### [Passage given]
These challenges have deepened inequity in education. Some by faulty design, and others due to natural demographic changes. 

But first, why does equity matter?


Why Is Equity Such a Priority?

Equality of opportunity is the basic building block of education where every child receives the quality education needed to succeed. High-quality education in early years is especially important as so much learning and childhood development happens between birth to age eight. 

To this endeavor, there are federal, state and provincial programs that expand high-quality early childhood education programs so children from various backgrounds are able to have the same chances to succeed academically.

But the responsibility of the schooling system does not stop there. It’s how every child interacts with these early learning programs that ultimately determines achievement outcomes in academia and other socio-emotional domains. 

Every child is unique. Each child requires the collaboration of educators, parents, the community, researchers, administrators and policy makers to ensure equity. 

When families and children are left to fend for themselves in order to achieve equity and fairness, discrepancies in outcomes begin to take place.

These discrepancies usually correlate to families from low socioeconomic backgrounds and/or  non-native English speakers.

### [Written request]
Please answer from the passage on educational equity: during what age span does so much learning and childhood development happen?

### [Information provided]

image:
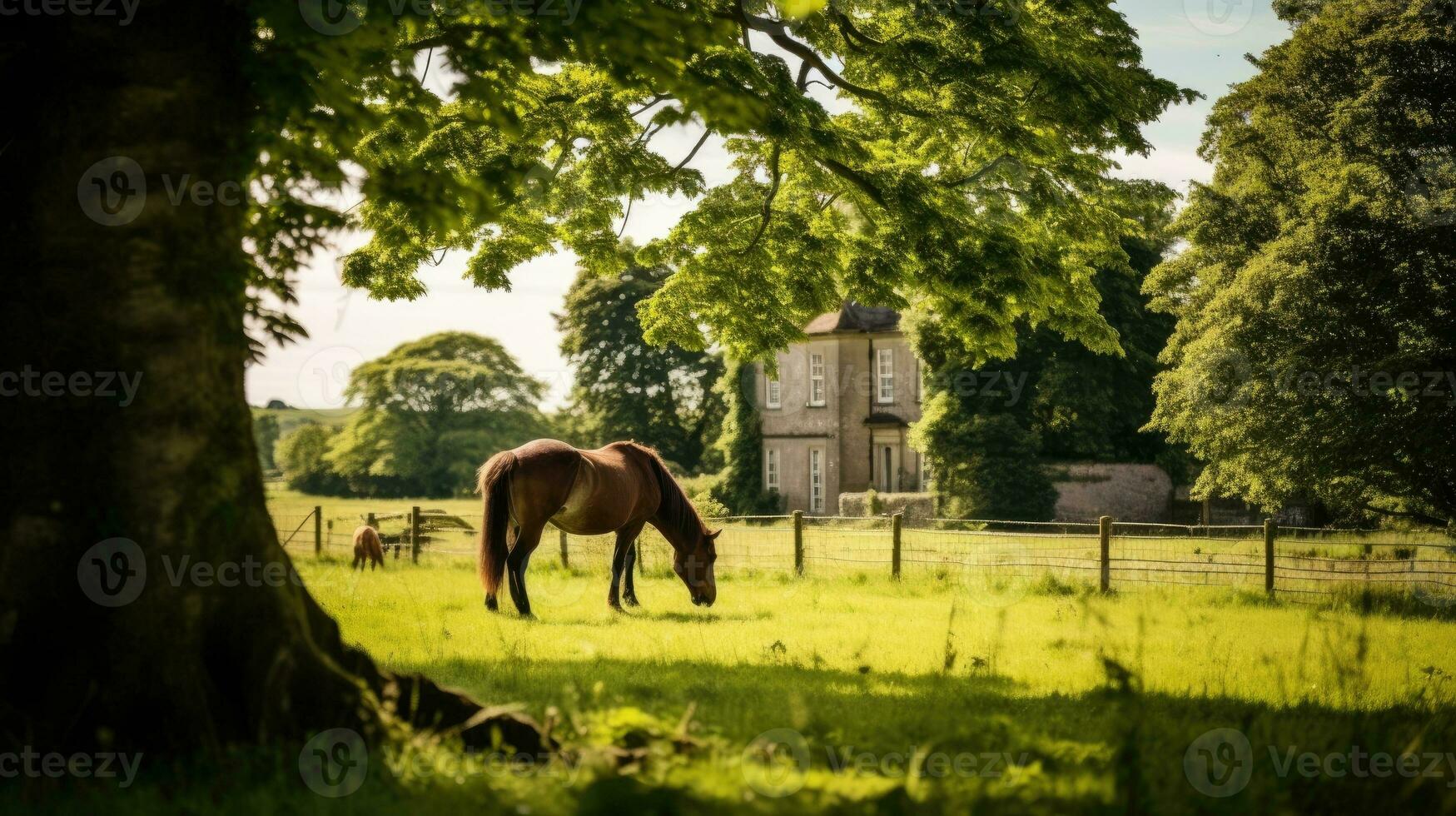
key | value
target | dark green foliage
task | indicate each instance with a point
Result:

### [Complete response]
Between birth and age eight.